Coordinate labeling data
--- start ---
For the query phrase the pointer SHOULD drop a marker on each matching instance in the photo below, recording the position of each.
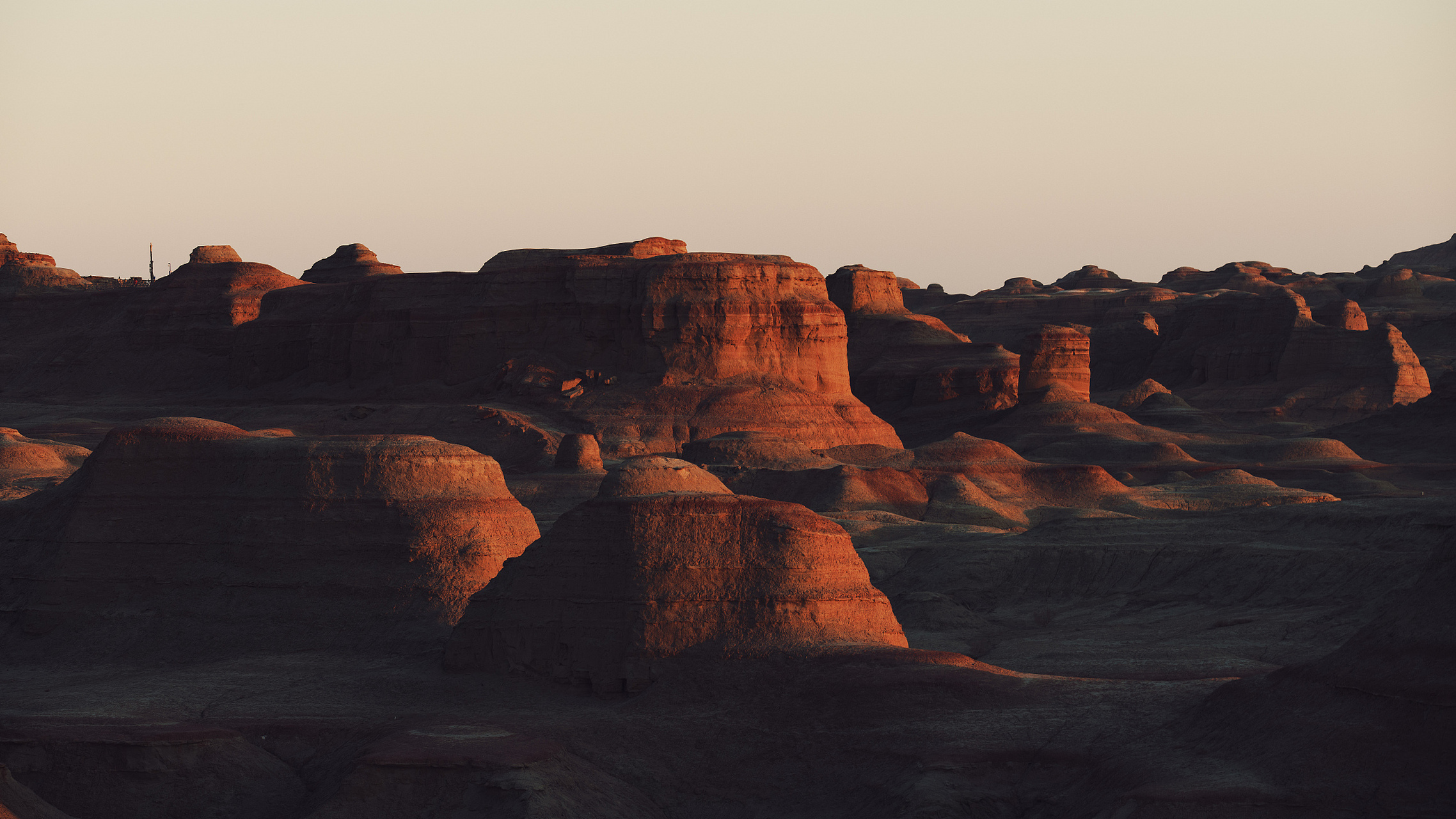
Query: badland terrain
(642, 532)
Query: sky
(951, 142)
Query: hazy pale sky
(956, 142)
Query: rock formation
(28, 464)
(644, 344)
(1240, 338)
(578, 454)
(664, 560)
(1056, 366)
(1368, 725)
(24, 274)
(193, 538)
(1439, 258)
(755, 449)
(910, 368)
(349, 263)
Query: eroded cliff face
(186, 538)
(664, 560)
(645, 346)
(1246, 338)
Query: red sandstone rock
(642, 344)
(901, 365)
(1089, 276)
(203, 301)
(479, 771)
(24, 274)
(1269, 354)
(578, 454)
(164, 770)
(1344, 315)
(1135, 397)
(1432, 258)
(186, 538)
(28, 465)
(661, 562)
(1056, 365)
(755, 449)
(349, 263)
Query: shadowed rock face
(22, 274)
(666, 559)
(188, 538)
(910, 368)
(1240, 338)
(349, 263)
(1432, 258)
(578, 454)
(645, 346)
(203, 301)
(28, 464)
(1368, 725)
(1056, 366)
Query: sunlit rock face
(663, 560)
(349, 263)
(193, 538)
(27, 274)
(644, 343)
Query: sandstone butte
(24, 274)
(184, 538)
(664, 560)
(349, 263)
(909, 368)
(1247, 337)
(644, 343)
(203, 620)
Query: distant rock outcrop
(1439, 258)
(1240, 338)
(22, 274)
(1056, 365)
(349, 263)
(644, 344)
(186, 538)
(664, 560)
(28, 465)
(908, 366)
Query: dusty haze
(961, 143)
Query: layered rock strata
(349, 263)
(27, 274)
(186, 538)
(664, 560)
(642, 343)
(28, 465)
(908, 366)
--- end ---
Work to be completed: Lay out every line of the listing above as a Markdown table with the columns No. and Line, numbering the rows and skipping blank lines. Leave the pictures out of the table.

Response:
| No. | Line |
|---|---|
| 1 | For the query phrase the pointer SHOULD drop a marker on each matching instance in the photo below, recording the position of each. |
| 2 | Query: badland terrain |
| 3 | (642, 532) |
| 4 | Query: sky |
| 5 | (951, 142) |
| 6 | Query: hazy pale sky |
| 7 | (956, 142) |
| 8 | Query: rock formation |
| 9 | (28, 464) |
| 10 | (644, 344) |
| 11 | (1240, 338) |
| 12 | (578, 454) |
| 13 | (664, 560) |
| 14 | (1056, 366) |
| 15 | (1368, 725) |
| 16 | (24, 274) |
| 17 | (193, 538) |
| 18 | (1439, 258) |
| 19 | (755, 449) |
| 20 | (910, 368) |
| 21 | (349, 263) |
| 22 | Query: eroded cliff face |
| 23 | (186, 538) |
| 24 | (664, 560) |
| 25 | (645, 346) |
| 26 | (1246, 338) |
| 27 | Query: red sandstone rock |
| 28 | (642, 344) |
| 29 | (901, 365) |
| 30 | (1089, 276) |
| 31 | (203, 301) |
| 32 | (479, 771) |
| 33 | (24, 274) |
| 34 | (1269, 354) |
| 35 | (578, 454) |
| 36 | (164, 770) |
| 37 | (1344, 315) |
| 38 | (1135, 397) |
| 39 | (1432, 258) |
| 40 | (186, 538) |
| 41 | (28, 465) |
| 42 | (661, 562) |
| 43 | (1056, 365) |
| 44 | (755, 449) |
| 45 | (349, 263) |
| 46 | Query: shadowed rock face |
| 47 | (22, 274) |
| 48 | (666, 559) |
| 49 | (188, 538) |
| 50 | (910, 368) |
| 51 | (1240, 338) |
| 52 | (349, 263) |
| 53 | (1432, 258) |
| 54 | (578, 454) |
| 55 | (645, 346) |
| 56 | (203, 301) |
| 57 | (28, 464) |
| 58 | (1368, 725) |
| 59 | (1056, 366) |
| 60 | Query: sunlit rock face |
| 61 | (663, 560) |
| 62 | (349, 263) |
| 63 | (193, 538) |
| 64 | (27, 274) |
| 65 | (644, 343) |
| 66 | Query: sandstone butte |
| 67 | (24, 274) |
| 68 | (184, 538) |
| 69 | (664, 560) |
| 70 | (349, 263) |
| 71 | (909, 368) |
| 72 | (1247, 337) |
| 73 | (644, 343) |
| 74 | (203, 620) |
| 75 | Query: distant rock outcrop |
| 76 | (1439, 258) |
| 77 | (1240, 338) |
| 78 | (22, 274) |
| 79 | (1056, 365) |
| 80 | (349, 263) |
| 81 | (644, 344) |
| 82 | (186, 538) |
| 83 | (664, 560) |
| 84 | (28, 465) |
| 85 | (908, 366) |
| 86 | Query: dusty haze |
| 87 | (961, 143) |
| 88 | Query: layered rock strata |
| 89 | (349, 263) |
| 90 | (27, 274) |
| 91 | (186, 538) |
| 92 | (664, 560) |
| 93 | (642, 343) |
| 94 | (28, 465) |
| 95 | (908, 366) |